* Requirement *
Rewrite all of the entries below, replacing "Compliance review" with "Quality audit" and changing nothing else. Leave the pictures out of your answer.
# # # # #
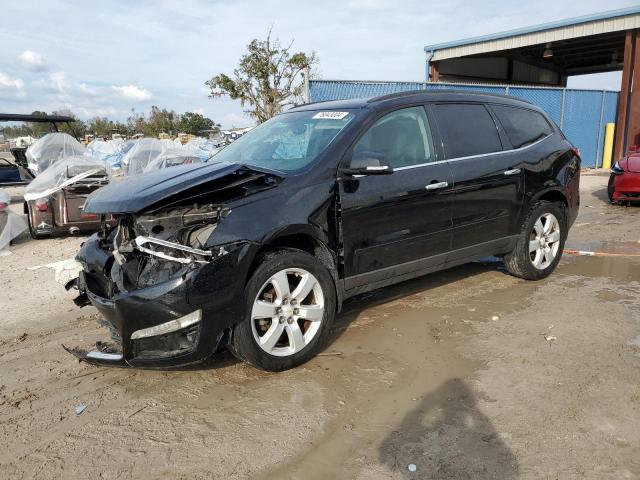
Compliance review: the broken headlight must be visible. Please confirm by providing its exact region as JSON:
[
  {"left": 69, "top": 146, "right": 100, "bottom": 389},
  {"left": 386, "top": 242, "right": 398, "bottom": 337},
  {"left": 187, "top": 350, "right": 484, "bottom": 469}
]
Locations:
[
  {"left": 111, "top": 205, "right": 225, "bottom": 292},
  {"left": 126, "top": 205, "right": 223, "bottom": 264}
]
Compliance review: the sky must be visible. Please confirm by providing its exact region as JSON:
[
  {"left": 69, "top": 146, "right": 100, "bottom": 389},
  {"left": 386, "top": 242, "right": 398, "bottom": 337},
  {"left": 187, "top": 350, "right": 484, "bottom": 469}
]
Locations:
[{"left": 0, "top": 0, "right": 638, "bottom": 128}]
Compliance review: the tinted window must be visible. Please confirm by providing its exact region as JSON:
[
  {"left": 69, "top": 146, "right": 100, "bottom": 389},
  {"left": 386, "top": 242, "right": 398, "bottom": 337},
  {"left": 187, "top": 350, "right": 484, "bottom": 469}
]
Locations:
[
  {"left": 491, "top": 105, "right": 553, "bottom": 148},
  {"left": 434, "top": 104, "right": 502, "bottom": 158},
  {"left": 352, "top": 107, "right": 435, "bottom": 168}
]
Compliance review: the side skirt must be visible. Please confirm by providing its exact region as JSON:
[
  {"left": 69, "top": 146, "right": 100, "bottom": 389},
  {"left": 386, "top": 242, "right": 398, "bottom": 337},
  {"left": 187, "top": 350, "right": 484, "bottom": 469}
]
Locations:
[{"left": 344, "top": 235, "right": 518, "bottom": 298}]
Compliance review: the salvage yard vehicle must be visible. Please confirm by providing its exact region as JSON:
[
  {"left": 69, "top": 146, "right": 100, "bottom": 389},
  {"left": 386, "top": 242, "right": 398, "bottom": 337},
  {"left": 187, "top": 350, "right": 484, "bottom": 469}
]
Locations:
[
  {"left": 607, "top": 151, "right": 640, "bottom": 203},
  {"left": 0, "top": 113, "right": 75, "bottom": 185},
  {"left": 24, "top": 155, "right": 111, "bottom": 240},
  {"left": 69, "top": 91, "right": 580, "bottom": 371}
]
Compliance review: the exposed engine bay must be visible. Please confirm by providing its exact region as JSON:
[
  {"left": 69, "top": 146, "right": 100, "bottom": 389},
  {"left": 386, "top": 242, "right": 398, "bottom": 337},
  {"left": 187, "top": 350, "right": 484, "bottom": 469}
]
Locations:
[{"left": 105, "top": 205, "right": 228, "bottom": 293}]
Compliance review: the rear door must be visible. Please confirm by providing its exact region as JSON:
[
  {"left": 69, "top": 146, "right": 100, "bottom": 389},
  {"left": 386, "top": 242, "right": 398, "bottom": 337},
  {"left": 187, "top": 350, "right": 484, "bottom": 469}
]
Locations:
[
  {"left": 339, "top": 106, "right": 452, "bottom": 289},
  {"left": 433, "top": 103, "right": 524, "bottom": 260}
]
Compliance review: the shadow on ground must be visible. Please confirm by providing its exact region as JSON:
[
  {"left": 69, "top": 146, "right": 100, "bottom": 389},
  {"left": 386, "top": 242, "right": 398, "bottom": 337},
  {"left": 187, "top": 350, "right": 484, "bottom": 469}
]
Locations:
[{"left": 380, "top": 379, "right": 519, "bottom": 480}]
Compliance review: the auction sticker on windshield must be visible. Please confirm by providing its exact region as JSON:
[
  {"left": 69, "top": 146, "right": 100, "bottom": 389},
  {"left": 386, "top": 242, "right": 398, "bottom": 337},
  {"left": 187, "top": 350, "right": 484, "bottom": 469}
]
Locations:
[{"left": 312, "top": 112, "right": 349, "bottom": 120}]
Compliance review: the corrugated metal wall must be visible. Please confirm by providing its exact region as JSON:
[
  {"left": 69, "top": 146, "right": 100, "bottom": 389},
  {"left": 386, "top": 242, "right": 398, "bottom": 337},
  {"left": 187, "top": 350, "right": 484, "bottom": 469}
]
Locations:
[{"left": 309, "top": 80, "right": 618, "bottom": 167}]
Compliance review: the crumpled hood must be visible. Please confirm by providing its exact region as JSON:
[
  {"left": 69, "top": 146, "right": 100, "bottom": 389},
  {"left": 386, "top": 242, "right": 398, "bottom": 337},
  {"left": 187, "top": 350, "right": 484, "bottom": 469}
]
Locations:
[{"left": 84, "top": 162, "right": 252, "bottom": 214}]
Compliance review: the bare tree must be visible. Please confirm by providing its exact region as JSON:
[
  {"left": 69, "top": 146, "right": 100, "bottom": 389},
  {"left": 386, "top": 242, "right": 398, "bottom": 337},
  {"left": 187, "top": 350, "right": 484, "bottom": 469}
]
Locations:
[{"left": 205, "top": 30, "right": 317, "bottom": 122}]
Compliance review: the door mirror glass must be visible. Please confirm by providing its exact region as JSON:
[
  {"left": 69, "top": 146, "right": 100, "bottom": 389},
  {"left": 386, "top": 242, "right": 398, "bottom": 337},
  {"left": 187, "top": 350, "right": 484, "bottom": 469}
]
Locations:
[{"left": 343, "top": 150, "right": 393, "bottom": 175}]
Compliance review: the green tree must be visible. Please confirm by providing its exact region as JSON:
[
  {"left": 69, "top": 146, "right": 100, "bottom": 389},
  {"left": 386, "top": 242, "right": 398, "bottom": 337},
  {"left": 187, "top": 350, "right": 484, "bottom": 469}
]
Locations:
[
  {"left": 205, "top": 30, "right": 317, "bottom": 123},
  {"left": 48, "top": 108, "right": 87, "bottom": 138},
  {"left": 142, "top": 105, "right": 179, "bottom": 137},
  {"left": 178, "top": 112, "right": 220, "bottom": 135},
  {"left": 87, "top": 117, "right": 128, "bottom": 137}
]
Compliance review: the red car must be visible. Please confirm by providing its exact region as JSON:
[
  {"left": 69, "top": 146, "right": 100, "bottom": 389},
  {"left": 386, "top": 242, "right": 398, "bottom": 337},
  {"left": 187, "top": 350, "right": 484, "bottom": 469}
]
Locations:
[{"left": 607, "top": 151, "right": 640, "bottom": 203}]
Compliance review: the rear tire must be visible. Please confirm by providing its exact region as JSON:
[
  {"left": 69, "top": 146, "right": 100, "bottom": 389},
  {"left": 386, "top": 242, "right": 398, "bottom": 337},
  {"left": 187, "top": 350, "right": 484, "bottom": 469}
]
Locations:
[
  {"left": 229, "top": 249, "right": 336, "bottom": 372},
  {"left": 504, "top": 201, "right": 567, "bottom": 280}
]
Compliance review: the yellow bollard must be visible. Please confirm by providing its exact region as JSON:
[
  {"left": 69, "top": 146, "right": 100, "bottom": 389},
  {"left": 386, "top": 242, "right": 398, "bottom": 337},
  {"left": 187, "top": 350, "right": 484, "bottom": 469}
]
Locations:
[{"left": 602, "top": 123, "right": 616, "bottom": 169}]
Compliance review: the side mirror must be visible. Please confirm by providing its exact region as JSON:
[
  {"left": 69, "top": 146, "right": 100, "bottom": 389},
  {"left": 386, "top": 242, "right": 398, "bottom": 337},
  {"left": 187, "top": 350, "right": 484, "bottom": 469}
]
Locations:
[{"left": 341, "top": 151, "right": 393, "bottom": 176}]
# # # # #
* Written solution *
Quality audit: the broken headlight must be visible. Please confirm by providing its exact region as JSON:
[
  {"left": 69, "top": 146, "right": 100, "bottom": 389},
  {"left": 386, "top": 242, "right": 398, "bottom": 337},
  {"left": 187, "top": 350, "right": 484, "bottom": 469}
]
Locations:
[
  {"left": 111, "top": 205, "right": 225, "bottom": 292},
  {"left": 126, "top": 205, "right": 223, "bottom": 264}
]
Quality audit: the sky must be visible. Please confirm by providing its exact region as JSON:
[
  {"left": 69, "top": 146, "right": 100, "bottom": 389},
  {"left": 386, "top": 242, "right": 398, "bottom": 337},
  {"left": 187, "top": 350, "right": 484, "bottom": 469}
]
Locations:
[{"left": 0, "top": 0, "right": 638, "bottom": 128}]
Quality audit: the tinted window must be visible. Please confirm by providing its exact region as JSON:
[
  {"left": 69, "top": 146, "right": 100, "bottom": 389},
  {"left": 386, "top": 242, "right": 398, "bottom": 337},
  {"left": 187, "top": 350, "right": 484, "bottom": 469}
]
Locations:
[
  {"left": 491, "top": 105, "right": 553, "bottom": 148},
  {"left": 434, "top": 104, "right": 502, "bottom": 158},
  {"left": 352, "top": 107, "right": 435, "bottom": 168}
]
Quality audit: the side skirt must be visible. Please confirm by providing its exact region as JSON:
[
  {"left": 69, "top": 146, "right": 100, "bottom": 389},
  {"left": 386, "top": 242, "right": 398, "bottom": 337},
  {"left": 187, "top": 350, "right": 484, "bottom": 469}
]
Locations:
[{"left": 344, "top": 235, "right": 518, "bottom": 298}]
Quality audit: the salvage yard vehicle must be visible. Please confirm by providing its exact region as JSON:
[
  {"left": 69, "top": 146, "right": 100, "bottom": 389},
  {"left": 386, "top": 242, "right": 398, "bottom": 337},
  {"left": 187, "top": 350, "right": 484, "bottom": 469}
]
Locations:
[
  {"left": 607, "top": 151, "right": 640, "bottom": 203},
  {"left": 0, "top": 113, "right": 75, "bottom": 185},
  {"left": 24, "top": 155, "right": 111, "bottom": 240},
  {"left": 69, "top": 91, "right": 580, "bottom": 371}
]
Quality audit: the exposed engine bay must be visible. Please confirm by providing its exact region as JSON:
[
  {"left": 69, "top": 146, "right": 100, "bottom": 389},
  {"left": 386, "top": 242, "right": 398, "bottom": 337},
  {"left": 187, "top": 350, "right": 484, "bottom": 469}
]
Locations:
[{"left": 105, "top": 205, "right": 228, "bottom": 293}]
Quality audit: the rear door must be visible. Please confirm by providing its exact region as JSON:
[
  {"left": 69, "top": 146, "right": 100, "bottom": 389},
  {"left": 386, "top": 242, "right": 398, "bottom": 337},
  {"left": 187, "top": 350, "right": 484, "bottom": 469}
]
Locations:
[
  {"left": 339, "top": 106, "right": 452, "bottom": 289},
  {"left": 433, "top": 103, "right": 524, "bottom": 260}
]
Quality audit: the shadow on ground must be visible. Please confirm by providing its exact region as JSON:
[
  {"left": 69, "top": 146, "right": 100, "bottom": 389},
  {"left": 386, "top": 242, "right": 398, "bottom": 337},
  {"left": 187, "top": 350, "right": 484, "bottom": 469}
]
Locations:
[{"left": 380, "top": 379, "right": 519, "bottom": 480}]
Quality audit: the auction sticker on windshield must be visible. Please confirm by providing its exact region as JSON:
[
  {"left": 69, "top": 146, "right": 100, "bottom": 389},
  {"left": 386, "top": 242, "right": 398, "bottom": 337},
  {"left": 187, "top": 350, "right": 484, "bottom": 469}
]
Locations:
[{"left": 312, "top": 112, "right": 349, "bottom": 120}]
Quality audit: the corrugated metal wall must be visible. Please confirm by providing its exact region as JSON:
[
  {"left": 69, "top": 146, "right": 100, "bottom": 389},
  {"left": 386, "top": 242, "right": 398, "bottom": 337},
  {"left": 187, "top": 350, "right": 484, "bottom": 469}
]
Locations:
[{"left": 309, "top": 80, "right": 618, "bottom": 167}]
Quality audit: the crumpled hood must be visible. Please confirm by providing its exact region as JSON:
[
  {"left": 69, "top": 146, "right": 100, "bottom": 389},
  {"left": 386, "top": 242, "right": 398, "bottom": 337},
  {"left": 187, "top": 350, "right": 484, "bottom": 469}
]
Locations:
[{"left": 84, "top": 162, "right": 252, "bottom": 214}]
Quality audit: the bare tree must be visible. Please confirm by providing its exact region as JSON:
[
  {"left": 69, "top": 146, "right": 100, "bottom": 389},
  {"left": 386, "top": 242, "right": 398, "bottom": 337},
  {"left": 187, "top": 350, "right": 484, "bottom": 469}
]
Locations:
[{"left": 205, "top": 30, "right": 317, "bottom": 122}]
Quality audit: the door mirror glass must be visible. Please confirm by providing its exact region as JSON:
[
  {"left": 69, "top": 146, "right": 100, "bottom": 389},
  {"left": 386, "top": 242, "right": 398, "bottom": 337},
  {"left": 187, "top": 350, "right": 484, "bottom": 469}
]
Locations:
[{"left": 343, "top": 150, "right": 393, "bottom": 175}]
Quality audit: the green tree must be visible. Please confirm by providing its exact region as JSON:
[
  {"left": 69, "top": 146, "right": 100, "bottom": 389},
  {"left": 386, "top": 242, "right": 398, "bottom": 337},
  {"left": 187, "top": 350, "right": 484, "bottom": 469}
]
Locations:
[
  {"left": 205, "top": 30, "right": 317, "bottom": 123},
  {"left": 48, "top": 108, "right": 87, "bottom": 138},
  {"left": 142, "top": 105, "right": 179, "bottom": 137},
  {"left": 178, "top": 112, "right": 220, "bottom": 135},
  {"left": 87, "top": 117, "right": 128, "bottom": 137}
]
Quality audit: the red car must be visible. Please confirm by providing its exact region as JSON:
[
  {"left": 69, "top": 146, "right": 100, "bottom": 389},
  {"left": 386, "top": 242, "right": 398, "bottom": 337},
  {"left": 187, "top": 350, "right": 484, "bottom": 469}
]
Locations:
[{"left": 607, "top": 151, "right": 640, "bottom": 203}]
Quality audit: the rear tire must be visible. Please confirm by providing its exact region as JSON:
[
  {"left": 69, "top": 146, "right": 100, "bottom": 389},
  {"left": 386, "top": 242, "right": 398, "bottom": 337},
  {"left": 187, "top": 350, "right": 484, "bottom": 469}
]
Locations:
[
  {"left": 229, "top": 249, "right": 336, "bottom": 372},
  {"left": 504, "top": 201, "right": 567, "bottom": 280}
]
Quality audit: the yellow bollard must be visible. Please confirm by providing its exact region as JSON:
[
  {"left": 69, "top": 146, "right": 100, "bottom": 389},
  {"left": 386, "top": 242, "right": 398, "bottom": 337},
  {"left": 187, "top": 350, "right": 484, "bottom": 469}
]
Locations:
[{"left": 602, "top": 123, "right": 616, "bottom": 169}]
Quality audit: the side mirror must be visible. Please confirm by providing its exact region as JSON:
[
  {"left": 69, "top": 146, "right": 100, "bottom": 389},
  {"left": 386, "top": 242, "right": 398, "bottom": 337},
  {"left": 187, "top": 350, "right": 484, "bottom": 469}
]
Locations:
[{"left": 341, "top": 151, "right": 393, "bottom": 176}]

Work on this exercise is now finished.